* DATA RECORDS:

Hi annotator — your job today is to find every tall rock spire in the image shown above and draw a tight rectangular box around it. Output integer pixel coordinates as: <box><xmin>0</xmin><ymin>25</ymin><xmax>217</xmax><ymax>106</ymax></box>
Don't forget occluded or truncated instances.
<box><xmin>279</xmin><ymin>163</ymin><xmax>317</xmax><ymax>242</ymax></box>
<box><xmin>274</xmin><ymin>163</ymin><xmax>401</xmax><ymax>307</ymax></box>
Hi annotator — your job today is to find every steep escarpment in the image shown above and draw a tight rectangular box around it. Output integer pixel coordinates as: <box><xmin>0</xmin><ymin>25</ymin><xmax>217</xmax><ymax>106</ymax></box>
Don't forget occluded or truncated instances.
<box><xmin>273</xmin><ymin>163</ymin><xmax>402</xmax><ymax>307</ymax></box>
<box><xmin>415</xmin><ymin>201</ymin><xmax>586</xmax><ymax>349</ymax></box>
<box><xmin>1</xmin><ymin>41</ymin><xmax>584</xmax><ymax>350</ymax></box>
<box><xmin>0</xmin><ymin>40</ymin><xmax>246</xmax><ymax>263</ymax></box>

* PROBLEM DESCRIPTION: Please output only the lines from the one holding "Hi annotator — your job today is to find every steep" to the end of the records, first and last included, exactly as they appear.

* FINISHED TASK:
Hi annotator — your job today is to find every steep escarpment in the image shown above and draw a tight rectangular box around it. Output integer pixel coordinates as: <box><xmin>0</xmin><ymin>25</ymin><xmax>217</xmax><ymax>106</ymax></box>
Don't forget occluded or truncated instances.
<box><xmin>273</xmin><ymin>163</ymin><xmax>402</xmax><ymax>307</ymax></box>
<box><xmin>415</xmin><ymin>201</ymin><xmax>586</xmax><ymax>349</ymax></box>
<box><xmin>1</xmin><ymin>41</ymin><xmax>584</xmax><ymax>350</ymax></box>
<box><xmin>0</xmin><ymin>40</ymin><xmax>246</xmax><ymax>263</ymax></box>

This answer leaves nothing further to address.